**What you have to do**
Update the rows below by replacing every "Practice" with "Drill" and leaving all else untouched.

--- begin Stored rows ---

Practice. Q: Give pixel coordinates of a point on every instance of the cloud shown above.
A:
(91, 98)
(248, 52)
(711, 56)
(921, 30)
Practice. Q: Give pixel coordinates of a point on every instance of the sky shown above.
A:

--- end Stored rows ---

**Exercise answer**
Drill. Q: Give pixel coordinates of a point on every instance of the cloud shown above.
A:
(91, 98)
(248, 52)
(711, 56)
(921, 30)
Drill. Q: Give pixel coordinates of a point on every instance of the sky shown above.
A:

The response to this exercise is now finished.